• _SOURCE DOCUMENT_:
>>>>

Guyana must vigorously prosecute trafficking in persons – US
Posted By Stabroek staff On June 17, 2009 @ 5:32 am In Local News | 27 Comments
Guyana remains on the Tier 2 Watch List compiled by the US State Department in its Trafficking in Persons (TIP) Report for 2009 and has been urged to vigorously prosecute offenders.
According to the report released yesterday, “Guyana is a source country for men, women and children trafficked for the purpose of commercial sexual exploitation and forced labour.” It said that “Guyanese trafficking victims have been identified within the country, as well as in Barbados, Brazil, Trinidad and Tobago and Suriname.” “The majority of victims are trafficked internally for sexual and labour exploitation in the more heavily populated coastal areas and in the remote areas of the
The report acknowledged that Amerindian teenagers and women in interior regions as forming the predominant group of persons that were trafficked.
The Guyana government has repeatedly denied that TIP is a major problem here.

<<<<

• _LIST OF TASKS_:
1: Name every country outside Guyana where, according to the Guyana trafficking article, Guyanese trafficking victims have been identified.
2: In the Guyana trafficking article, which US State Department list is Guyana still on?

• _DATA LISTING_:
>>>>

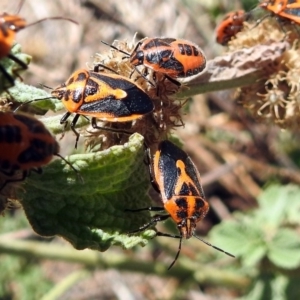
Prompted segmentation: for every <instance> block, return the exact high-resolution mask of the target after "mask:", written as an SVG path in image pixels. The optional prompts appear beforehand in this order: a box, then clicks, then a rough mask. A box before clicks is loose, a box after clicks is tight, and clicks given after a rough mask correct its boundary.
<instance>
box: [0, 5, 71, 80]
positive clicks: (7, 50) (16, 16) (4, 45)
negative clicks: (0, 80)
mask: <svg viewBox="0 0 300 300" xmlns="http://www.w3.org/2000/svg"><path fill="white" fill-rule="evenodd" d="M23 3H24V0H23V1H21V2H20V5H19V9H18V11H19V10H20V8H21V7H22V5H23ZM45 20H67V21H70V22H73V23H75V24H77V22H75V21H73V20H72V19H69V18H65V17H48V18H43V19H40V20H38V21H36V22H33V23H30V24H27V22H26V20H25V19H24V18H22V17H20V16H19V15H18V14H16V15H12V14H8V13H5V12H4V13H2V14H1V13H0V59H3V58H5V57H7V58H9V59H11V60H13V61H14V62H15V63H16V65H18V67H17V68H15V69H14V70H13V73H14V75H15V77H18V72H19V71H23V70H26V69H27V64H26V63H25V62H23V61H22V60H21V59H19V58H18V57H16V56H15V55H13V54H12V53H10V51H11V48H12V46H13V43H14V41H15V37H16V33H17V32H19V31H20V30H22V29H24V28H26V27H29V26H32V25H35V24H37V23H40V22H43V21H45ZM0 72H1V73H2V74H3V76H4V78H5V79H6V80H7V81H8V83H9V86H13V85H14V78H13V76H12V75H10V74H9V73H8V72H7V70H6V69H5V68H4V66H3V65H1V64H0Z"/></svg>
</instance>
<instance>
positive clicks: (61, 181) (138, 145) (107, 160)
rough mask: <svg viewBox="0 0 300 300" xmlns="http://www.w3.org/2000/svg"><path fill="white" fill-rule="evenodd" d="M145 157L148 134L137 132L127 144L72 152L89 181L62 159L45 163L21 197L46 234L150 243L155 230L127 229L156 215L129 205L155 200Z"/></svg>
mask: <svg viewBox="0 0 300 300" xmlns="http://www.w3.org/2000/svg"><path fill="white" fill-rule="evenodd" d="M143 158H144V147H143V138H142V136H140V135H138V134H134V135H132V136H131V137H130V140H129V142H128V143H127V144H125V145H124V146H113V147H111V148H109V149H107V150H104V151H102V152H96V153H87V154H77V155H71V156H69V157H68V158H67V159H68V161H69V162H70V163H71V164H72V165H73V166H74V167H75V168H76V169H78V170H79V171H80V174H81V176H82V177H83V180H84V182H81V181H80V180H79V179H78V178H77V174H75V172H74V171H73V170H72V169H71V168H70V166H68V165H66V164H65V163H64V162H63V161H62V160H55V161H54V162H53V163H51V164H50V165H48V166H47V167H45V168H44V172H43V174H42V175H38V174H32V175H31V176H30V177H29V178H28V179H27V180H26V184H25V185H24V188H25V190H26V192H25V193H24V194H22V195H21V198H22V200H21V203H22V205H23V207H24V210H25V213H26V216H27V218H28V220H29V222H30V224H31V225H32V227H33V229H34V230H35V231H36V232H37V233H38V234H40V235H42V236H53V235H59V236H62V237H63V238H65V239H66V240H68V241H69V242H70V243H71V244H72V245H73V246H74V247H75V248H76V249H84V248H91V249H96V250H100V251H105V250H106V249H107V248H109V247H110V246H111V245H121V246H122V247H125V248H131V247H133V246H135V245H137V244H140V245H145V244H146V243H147V240H149V239H150V238H152V237H153V236H154V235H155V231H153V230H147V231H146V232H143V233H140V234H138V235H136V236H128V235H127V234H126V233H127V232H130V231H133V230H136V229H138V228H139V227H140V226H142V225H143V224H145V223H147V222H149V220H150V214H149V212H137V213H134V212H129V211H126V209H137V208H144V207H149V206H150V198H149V197H148V196H147V191H148V188H149V185H150V181H149V174H148V169H147V166H146V165H145V164H144V162H143Z"/></svg>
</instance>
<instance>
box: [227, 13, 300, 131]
mask: <svg viewBox="0 0 300 300" xmlns="http://www.w3.org/2000/svg"><path fill="white" fill-rule="evenodd" d="M298 39H299V32H298V30H297V27H296V26H295V25H294V24H292V23H291V22H287V21H284V22H283V20H282V19H281V18H279V17H276V16H275V17H274V16H273V17H268V18H265V19H264V20H262V21H260V22H256V23H245V26H244V29H243V30H242V31H241V32H239V33H238V34H237V35H236V38H235V39H233V40H231V41H230V42H229V50H230V51H235V50H237V49H241V48H242V47H253V46H255V45H261V44H264V45H272V44H274V43H275V42H279V41H282V40H285V41H287V42H288V43H289V45H290V47H288V48H287V50H286V51H285V52H283V54H282V55H281V56H280V57H279V58H278V59H276V60H274V61H273V62H272V63H271V64H270V66H269V68H265V69H264V70H260V71H262V74H263V75H262V78H261V80H260V81H259V82H257V83H256V84H254V85H251V86H246V87H243V88H240V89H238V91H237V99H238V100H239V102H240V103H241V104H242V105H243V106H244V107H246V108H247V109H248V110H249V111H250V112H251V113H252V114H253V116H254V117H256V118H258V119H259V120H260V121H262V122H268V123H273V124H277V125H279V126H280V127H282V128H290V129H294V128H295V124H298V123H299V121H298V118H299V108H298V103H299V101H298V93H299V76H300V68H299V67H300V49H299V43H298Z"/></svg>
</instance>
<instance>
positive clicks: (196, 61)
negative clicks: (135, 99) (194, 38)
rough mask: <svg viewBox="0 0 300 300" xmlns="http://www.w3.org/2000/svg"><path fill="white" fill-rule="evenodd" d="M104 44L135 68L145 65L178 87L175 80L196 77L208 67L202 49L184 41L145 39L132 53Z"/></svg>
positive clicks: (152, 38) (138, 44)
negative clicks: (110, 48) (172, 82)
mask: <svg viewBox="0 0 300 300" xmlns="http://www.w3.org/2000/svg"><path fill="white" fill-rule="evenodd" d="M102 43H104V44H105V45H108V46H110V47H112V48H113V49H115V50H117V51H120V52H122V53H123V54H125V55H126V57H128V58H129V61H130V63H131V64H132V65H133V66H134V67H135V68H136V67H138V66H141V65H143V66H144V67H146V68H149V69H152V70H153V71H154V72H157V73H162V74H164V75H165V77H167V78H168V79H169V80H170V81H172V82H173V83H175V84H177V85H180V83H179V82H177V81H176V80H174V79H177V78H186V77H189V76H193V75H196V74H198V73H200V72H202V71H203V70H204V68H205V66H206V58H205V55H204V53H203V51H202V50H201V49H200V47H199V46H197V45H196V44H194V43H192V42H190V41H187V40H183V39H175V38H164V37H161V38H145V39H143V40H141V41H139V42H138V43H137V44H136V46H135V48H134V49H133V51H132V53H128V52H125V51H123V50H120V49H118V48H117V47H115V46H113V45H109V44H108V43H106V42H103V41H102ZM136 70H137V69H136Z"/></svg>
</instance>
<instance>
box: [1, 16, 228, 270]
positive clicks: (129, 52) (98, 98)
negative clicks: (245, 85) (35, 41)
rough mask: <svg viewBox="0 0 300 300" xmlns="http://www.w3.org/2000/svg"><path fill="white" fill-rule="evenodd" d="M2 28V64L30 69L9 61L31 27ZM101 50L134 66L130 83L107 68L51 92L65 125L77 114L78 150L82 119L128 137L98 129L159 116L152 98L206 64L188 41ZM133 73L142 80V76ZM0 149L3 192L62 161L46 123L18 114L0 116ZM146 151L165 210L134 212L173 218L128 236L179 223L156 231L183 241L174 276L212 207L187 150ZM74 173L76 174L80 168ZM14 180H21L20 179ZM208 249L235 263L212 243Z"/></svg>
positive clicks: (185, 40) (18, 179)
mask: <svg viewBox="0 0 300 300" xmlns="http://www.w3.org/2000/svg"><path fill="white" fill-rule="evenodd" d="M0 21H1V23H0V33H1V35H0V46H1V45H2V44H3V45H5V51H4V50H3V51H2V48H1V47H2V46H1V47H0V49H1V51H2V52H0V55H1V57H0V58H3V57H8V58H10V59H12V60H14V61H15V62H16V63H18V64H19V65H20V68H21V69H25V68H26V66H25V65H24V64H23V63H22V62H19V60H18V59H16V58H15V57H14V56H12V55H11V54H10V49H11V47H12V42H13V39H14V37H15V33H16V32H17V31H18V30H20V29H22V28H24V27H26V23H25V21H24V19H23V18H20V17H19V16H13V15H8V14H3V15H2V16H1V18H0ZM40 21H41V20H40ZM27 26H28V25H27ZM103 43H104V44H107V45H109V47H111V48H112V49H111V50H112V51H116V52H119V53H121V55H125V57H123V58H125V59H124V60H125V61H127V63H128V64H129V65H130V66H131V67H132V70H131V72H130V74H129V75H128V76H124V75H123V74H122V75H121V74H119V72H118V70H115V69H114V68H111V67H109V63H106V64H105V63H104V62H103V63H99V64H96V65H95V66H94V67H93V68H92V69H79V70H76V71H74V72H73V73H72V74H71V75H70V77H69V78H68V79H67V80H66V81H65V82H64V83H62V84H61V85H59V86H58V87H56V88H54V89H53V90H52V91H51V96H52V98H55V99H59V100H61V101H62V103H63V104H64V106H65V109H66V113H65V114H64V115H63V117H62V118H61V120H60V123H61V124H62V125H65V126H67V125H68V120H69V117H70V116H71V115H75V116H74V117H73V119H72V120H71V123H70V128H71V130H72V131H73V132H74V133H75V135H76V141H75V148H76V147H77V143H78V140H79V137H80V134H79V133H78V131H77V130H76V128H75V126H76V123H77V121H78V118H79V117H80V116H83V117H85V118H90V122H91V125H92V127H93V128H94V129H97V130H102V131H103V130H106V131H110V132H112V133H117V134H118V135H130V134H132V133H133V132H134V131H133V130H132V128H129V129H128V130H127V128H126V129H124V126H122V128H114V127H103V126H98V124H97V121H98V120H100V121H104V122H107V123H110V124H125V123H130V122H132V121H135V120H139V119H142V118H144V117H145V116H147V115H151V114H153V111H154V110H155V104H154V102H153V97H154V96H153V95H154V94H155V96H156V97H157V98H163V97H164V95H165V94H164V93H165V86H166V84H169V83H171V84H172V85H174V86H176V87H177V88H179V87H180V86H181V83H180V82H179V80H180V79H181V78H186V77H189V76H193V75H197V74H199V73H200V72H202V71H203V70H204V68H205V66H206V58H205V55H204V53H203V51H202V50H201V49H200V47H199V46H197V45H196V44H194V43H192V42H190V41H187V40H183V39H175V38H145V39H143V40H141V41H139V42H137V43H136V45H135V47H134V48H133V50H132V51H131V52H128V51H125V50H123V49H120V48H119V47H116V46H114V45H110V44H108V43H106V42H103ZM3 49H4V48H3ZM123 58H122V59H123ZM140 67H142V70H141V68H140ZM0 71H2V73H3V74H4V76H5V77H7V79H8V81H9V82H10V83H11V84H12V85H13V84H14V79H13V78H12V77H11V76H10V75H9V74H8V73H7V72H6V71H5V69H4V68H3V67H0ZM133 73H137V75H136V77H134V75H133ZM149 74H151V76H150V75H149ZM133 78H135V80H134V79H133ZM137 78H138V79H139V80H140V79H142V80H144V81H145V82H147V84H148V86H150V87H151V91H152V92H153V90H154V91H155V92H154V94H153V93H152V92H151V93H150V92H149V90H147V89H146V88H143V87H141V85H140V84H139V82H140V81H139V80H137ZM166 82H167V83H166ZM40 100H45V99H34V100H30V101H28V102H27V103H26V105H27V104H29V103H30V102H34V101H40ZM168 101H170V100H169V99H168ZM20 107H21V106H19V108H20ZM0 142H1V154H0V172H1V173H2V174H4V175H5V178H6V180H5V181H4V183H3V184H2V185H1V186H0V191H1V190H2V189H3V188H4V187H5V186H7V185H8V184H10V183H12V182H15V181H22V180H24V179H25V178H26V177H27V176H28V175H29V174H30V172H31V171H35V172H38V173H40V172H41V167H42V166H43V165H46V164H48V163H49V162H50V161H51V159H52V157H53V156H54V155H58V156H60V155H59V145H58V143H57V141H56V140H55V138H54V137H53V136H52V135H51V134H50V133H49V131H48V130H47V129H46V128H45V126H44V125H43V123H42V122H41V121H39V120H37V119H35V118H34V117H32V116H28V115H25V114H23V113H19V112H17V111H15V112H1V113H0ZM145 144H146V149H147V151H146V152H147V157H148V160H149V161H148V165H149V170H150V177H151V183H152V185H153V187H154V188H155V189H156V190H157V191H158V192H159V193H160V195H161V199H162V203H163V207H147V208H140V209H138V210H134V211H133V210H130V211H129V212H137V211H142V210H149V211H163V210H165V211H166V212H167V214H165V215H161V214H159V215H154V216H153V217H152V219H151V221H150V222H149V223H148V224H145V225H144V226H142V227H140V228H138V229H137V230H135V231H132V232H129V233H128V234H134V233H137V232H142V231H144V230H146V229H147V228H149V227H152V226H154V225H155V224H156V223H157V222H159V221H164V220H166V219H168V218H171V219H172V220H173V221H174V222H175V223H176V224H177V227H178V230H179V235H171V234H167V233H162V232H157V236H167V237H173V238H178V239H179V241H180V242H179V247H178V252H177V255H176V257H175V259H174V261H173V262H172V264H171V265H170V266H169V269H170V268H171V267H172V266H173V265H174V263H175V262H176V260H177V258H178V256H179V254H180V250H181V244H182V239H189V238H191V237H196V238H197V239H199V240H201V241H203V240H202V239H200V238H199V237H197V236H196V235H195V228H196V224H197V223H198V222H199V221H201V220H202V219H203V218H204V217H205V216H206V214H207V212H208V210H209V204H208V202H207V201H206V199H205V195H204V191H203V188H202V186H201V181H200V174H199V172H198V170H197V168H196V166H195V165H194V163H193V162H192V160H191V158H190V157H189V156H188V155H187V154H186V153H185V152H184V151H183V150H181V149H180V148H179V147H177V146H176V145H175V144H173V143H172V142H170V141H169V140H167V139H162V140H160V141H158V143H157V147H156V148H157V150H156V151H155V153H154V155H152V154H151V151H150V145H149V144H147V142H145ZM2 149H4V151H2ZM60 157H61V156H60ZM73 169H74V168H73ZM74 171H75V172H77V171H76V170H75V169H74ZM16 174H20V176H19V177H17V178H16V176H15V175H16ZM203 242H204V243H206V244H207V245H209V246H212V247H213V248H215V249H217V250H219V251H221V252H223V253H225V254H227V255H229V256H232V257H234V256H233V255H232V254H230V253H228V252H225V251H223V250H222V249H220V248H218V247H215V246H213V245H211V244H209V243H208V242H205V241H203Z"/></svg>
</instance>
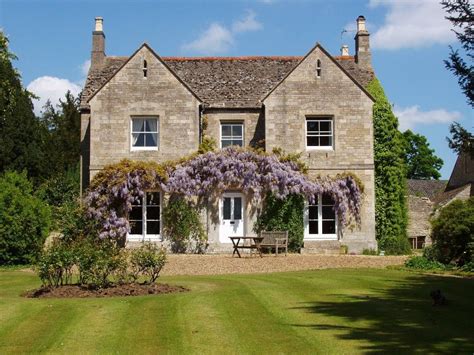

<<<<

• _ANSWER LIST_:
1: Barbados, Brazil, Trinidad and Tobago, and Suriname

2: The Tier 2 Watch List